Below is a listing; return it in full, exactly as it appears.

......

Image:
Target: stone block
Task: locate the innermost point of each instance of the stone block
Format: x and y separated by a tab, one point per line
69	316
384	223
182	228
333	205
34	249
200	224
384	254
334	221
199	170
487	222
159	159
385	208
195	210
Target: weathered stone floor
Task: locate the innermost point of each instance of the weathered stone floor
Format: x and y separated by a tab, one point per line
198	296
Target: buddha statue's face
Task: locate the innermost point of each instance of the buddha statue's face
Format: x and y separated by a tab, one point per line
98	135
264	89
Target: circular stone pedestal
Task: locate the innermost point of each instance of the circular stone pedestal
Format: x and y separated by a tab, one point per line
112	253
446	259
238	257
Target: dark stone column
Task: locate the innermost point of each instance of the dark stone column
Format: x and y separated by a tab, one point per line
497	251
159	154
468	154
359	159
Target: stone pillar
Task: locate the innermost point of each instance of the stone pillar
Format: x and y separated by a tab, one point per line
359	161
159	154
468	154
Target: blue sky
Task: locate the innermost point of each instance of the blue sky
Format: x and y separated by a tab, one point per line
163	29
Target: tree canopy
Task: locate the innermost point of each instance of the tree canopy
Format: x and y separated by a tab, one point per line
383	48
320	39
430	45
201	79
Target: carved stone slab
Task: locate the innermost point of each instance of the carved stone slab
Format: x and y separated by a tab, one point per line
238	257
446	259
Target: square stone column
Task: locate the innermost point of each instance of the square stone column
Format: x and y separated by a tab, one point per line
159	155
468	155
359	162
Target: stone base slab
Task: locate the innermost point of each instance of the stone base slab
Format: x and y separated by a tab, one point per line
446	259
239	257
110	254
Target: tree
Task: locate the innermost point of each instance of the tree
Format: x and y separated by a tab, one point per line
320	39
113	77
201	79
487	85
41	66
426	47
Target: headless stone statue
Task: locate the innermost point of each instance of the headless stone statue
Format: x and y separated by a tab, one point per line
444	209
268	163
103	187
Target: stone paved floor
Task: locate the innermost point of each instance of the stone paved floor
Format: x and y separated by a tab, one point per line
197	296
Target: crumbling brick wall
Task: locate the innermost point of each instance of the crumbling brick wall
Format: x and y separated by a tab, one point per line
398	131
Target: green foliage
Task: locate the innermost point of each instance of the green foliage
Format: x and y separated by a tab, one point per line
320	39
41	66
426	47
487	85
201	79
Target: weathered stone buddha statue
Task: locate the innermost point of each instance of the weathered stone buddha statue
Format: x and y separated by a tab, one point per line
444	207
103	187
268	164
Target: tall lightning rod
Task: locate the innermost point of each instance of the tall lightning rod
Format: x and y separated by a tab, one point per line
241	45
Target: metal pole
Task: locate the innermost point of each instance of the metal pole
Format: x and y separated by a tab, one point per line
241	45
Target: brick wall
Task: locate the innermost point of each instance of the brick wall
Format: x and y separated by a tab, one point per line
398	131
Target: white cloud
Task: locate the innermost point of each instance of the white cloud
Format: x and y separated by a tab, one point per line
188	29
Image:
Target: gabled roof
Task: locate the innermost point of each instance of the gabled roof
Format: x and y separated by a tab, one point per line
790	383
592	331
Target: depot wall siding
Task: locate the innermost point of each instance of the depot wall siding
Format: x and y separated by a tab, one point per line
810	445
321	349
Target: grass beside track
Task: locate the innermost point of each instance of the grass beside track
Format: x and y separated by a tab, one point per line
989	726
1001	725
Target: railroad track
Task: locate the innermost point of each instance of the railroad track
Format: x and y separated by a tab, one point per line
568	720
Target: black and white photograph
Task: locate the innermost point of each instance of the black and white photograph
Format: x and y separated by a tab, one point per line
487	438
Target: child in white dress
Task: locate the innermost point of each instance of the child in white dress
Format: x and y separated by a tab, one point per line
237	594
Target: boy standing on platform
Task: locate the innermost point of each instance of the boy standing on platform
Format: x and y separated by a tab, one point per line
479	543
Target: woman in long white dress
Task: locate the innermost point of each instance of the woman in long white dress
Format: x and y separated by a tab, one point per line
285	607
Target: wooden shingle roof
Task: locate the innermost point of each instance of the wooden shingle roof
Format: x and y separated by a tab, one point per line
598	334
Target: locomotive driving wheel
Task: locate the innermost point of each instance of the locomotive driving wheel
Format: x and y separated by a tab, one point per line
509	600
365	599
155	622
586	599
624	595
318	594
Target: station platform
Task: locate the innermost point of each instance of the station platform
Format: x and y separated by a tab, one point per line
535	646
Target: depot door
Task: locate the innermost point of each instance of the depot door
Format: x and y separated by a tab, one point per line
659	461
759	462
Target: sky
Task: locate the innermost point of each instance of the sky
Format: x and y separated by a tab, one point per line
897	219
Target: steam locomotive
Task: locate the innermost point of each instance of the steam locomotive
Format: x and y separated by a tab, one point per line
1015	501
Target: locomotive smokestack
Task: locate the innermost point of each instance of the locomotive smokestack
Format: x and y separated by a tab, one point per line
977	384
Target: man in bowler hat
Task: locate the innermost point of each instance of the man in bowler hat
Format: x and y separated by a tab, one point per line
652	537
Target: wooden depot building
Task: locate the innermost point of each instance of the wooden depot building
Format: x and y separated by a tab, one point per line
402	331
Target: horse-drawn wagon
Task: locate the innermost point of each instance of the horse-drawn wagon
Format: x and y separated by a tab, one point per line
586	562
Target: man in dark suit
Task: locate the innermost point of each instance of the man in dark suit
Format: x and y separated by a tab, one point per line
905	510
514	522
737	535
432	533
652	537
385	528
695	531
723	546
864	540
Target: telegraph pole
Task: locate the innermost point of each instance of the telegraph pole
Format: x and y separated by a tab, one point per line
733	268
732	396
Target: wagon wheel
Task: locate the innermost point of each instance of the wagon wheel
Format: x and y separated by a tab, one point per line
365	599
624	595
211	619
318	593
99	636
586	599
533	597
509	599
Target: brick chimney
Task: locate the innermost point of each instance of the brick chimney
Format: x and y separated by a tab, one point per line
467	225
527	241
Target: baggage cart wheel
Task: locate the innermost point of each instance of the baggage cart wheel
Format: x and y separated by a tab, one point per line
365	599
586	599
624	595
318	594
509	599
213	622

......

Worked solution>
Image:
Target: stone block
Task: locate the innermost point of each instance of the stone block
Format: x and y separated by a tab, one point per line
69	316
384	223
182	228
333	205
34	249
200	224
384	254
334	221
199	170
487	222
159	159
385	208
195	210
Target: weathered stone floor
Task: locate the innermost point of each instance of the weathered stone floor
Format: x and y separated by a tab, one point per line
198	296
Target: buddha statue's face
Task: locate the innermost point of each instance of the buddha statue's face
Format: x and y separated by a tab, one point per line
98	135
264	89
Target: circular stone pedestal
Task: locate the innermost point of each instance of the circular stone pedestal
Format: x and y separated by a tab, one point per line
112	253
446	259
238	257
Target: dark stone column
Task: locate the innermost point of each instance of the dark stone column
Format: x and y separated by a tab, one point per line
497	251
159	154
468	154
359	159
Target: stone pillar
Task: locate the innermost point of each instance of the stone pillar
Format: x and y separated by a tab, one point per line
359	161
159	154
468	154
Target: blue sky
Task: locate the innermost point of each instance of the blue sky
Format: x and y separated by a tab, one point per line
163	29
Target: tree canopy
Task: locate the innermost point of each instance of the tree canopy
Format: x and y separated by a tab, one point per line
383	48
320	39
430	45
201	79
Target: carved stone slab
Task: locate the innermost point of each instance of the carved stone slab
Format: x and y separated by a tab, one point per line
238	257
446	259
Target: square stone column
Task: locate the innermost point of each instance of the square stone column
Format: x and y separated by a tab, one point per line
159	155
468	155
359	162
Target: stone base slab
Task: locate the innermost point of each instance of the stone base slab
Format: x and y separated by a tab, one point per line
446	259
239	257
110	254
Target: tree
Task: locate the innermost point of each instance of the tree
Format: x and y separated by a tab, one point per line
320	39
113	77
201	79
487	85
41	66
426	47
Target: headless stone statue
Task: locate the innermost point of each instance of the headless stone statue
Format: x and y separated by a tab, one point per line
444	209
268	163
103	187
Target: stone paved floor
Task: locate the innermost point of each instance of the stone paved floor
Format: x and y separated by a tab, one point per line
197	296
Target: crumbling brick wall
Task: locate the innermost point of each instance of the crumbling brick wall
Format: x and y separated by a tab, one point per line
398	131
Target: green foliage
Task: locate the innermost point of each instance of the green foliage
Format: x and y separated by a tab, one point per line
320	39
41	66
426	47
487	85
201	79
Target: weathered stone buddha statue
Task: locate the innermost point of each instance of the weathered stone buddha statue
Format: x and y separated by a tab, one point per line
444	207
103	187
268	164
Target: tall lightning rod
Task: locate the innermost point of each instance of the tall lightning rod
Format: x and y separated by a tab, one point per line
241	45
Target: metal pole
Task: locate the innermost point of each instance of the metal pole
Format: x and y separated by a tab, one point per line
241	45
Target: brick wall
Task: locate the innermost point of each instance of the brick wall
Format: x and y separated by a tab, one point per line
398	131
Target: white cloud
Task: locate the innermost point of each instance of the white cloud
Format: x and y separated by a tab, one point per line
188	29
Image:
Target: gabled roof
Task: locate the innermost point of each instance of the gabled roof
Format: x and y separated by a tab, one point per line
790	383
592	331
Target: depot wall siding
Task: locate the innermost point of each instance of the depot wall siding
Format: x and y separated by a tab, one point per line
810	445
321	349
Target: grass beside track
Task: locate the innermost point of each instance of the grass beside track
Format: x and y separated by a tab, one point per line
989	726
1001	725
Target: railroad track
Task: locate the innermost point of each instance of the railroad track
Format: x and y separated by a tab, one point per line
568	720
Target: black and white photograph
Task: locate the innermost point of each instance of the black and white photograph
Format: x and y separated by a tab, one point per line
487	438
Target: child in white dress
Task: locate the innermost point of each instance of the child in white dress
Format: x and y separated by a tab, one point per line
237	594
Target: boy standing on platform
Task: locate the innermost point of each instance of the boy standing on platform
Format: x and y separated by a tab, one point per line
479	543
Target: woman in long white dress
Task: locate the innermost point of each instance of the woman in long white dress
Format: x and y separated by a tab, one point per line
285	607
Target: wooden shingle roof
Task: locate the innermost point of each instance of the wooden shingle roof
Format: x and y separated by a tab, one point per line
598	334
Target: locomotive driving wheel
Task: locate the innermost point of each instance of the locomotive driving wheel
Format: x and y separated by a tab, one point per line
509	600
365	599
155	622
586	599
624	595
318	594
Target: station platform
Task: locate the innermost point of each instance of the station platform
Format: x and y separated by a tab, one point per line
535	646
Target: depot door
Task: locate the innermost point of each instance of the depot door
Format: x and y separated by a tab, one point per line
659	461
759	462
Target: sky
Task: locate the innermost point of each instance of the sky
Format: x and y separated by a tab, one point per line
897	219
Target: steam locomotive
Task: locate the innermost point of each instance of the steam locomotive
Format: x and y separated by a tab, one point per line
1015	501
Target: locomotive smokestack
Task: locate the innermost point of each instance of the locomotive smokestack
Format: x and y separated by a tab, one point per line
977	384
Target: man in bowler hat
Task: locate the innermost point of each instance of the man in bowler hat
Format: x and y separated by a tab, one point per line
652	537
Target: wooden depot building
Task: locate the innermost point of each instance of the wooden depot building
Format: x and y separated by a tab, one point per line
402	331
Target: horse-drawn wagon
Task: locate the innermost point of each instance of the horse-drawn wagon
Format: x and y separated by a tab, one point per line
586	562
Target: man in dark suit
Task: locate the innermost point of each instance of the man in dark suit
Format: x and y separated by a tab, one point per line
905	510
514	522
737	535
432	533
652	537
385	528
695	531
723	546
864	540
Target: telegraph pole
Task: locate the innermost point of each instance of the telegraph pole
Format: x and y separated by a tab, one point per line
733	268
732	396
Target: wagon wheel
Task: locate the innermost point of each instance of the wagon wheel
Format: x and y separated by a tab, one point per line
365	599
624	595
211	619
318	593
99	636
586	599
533	597
509	599
Target: brick chimney
Task: locate the innermost point of each instance of the brick chimney
Format: x and y separated by a tab, one point per line
467	225
527	241
Target: baggage cart wheel
Task: locate the innermost point of each instance of the baggage cart wheel
Format: x and y separated by a tab, one point per line
365	599
586	599
624	595
318	594
509	599
213	622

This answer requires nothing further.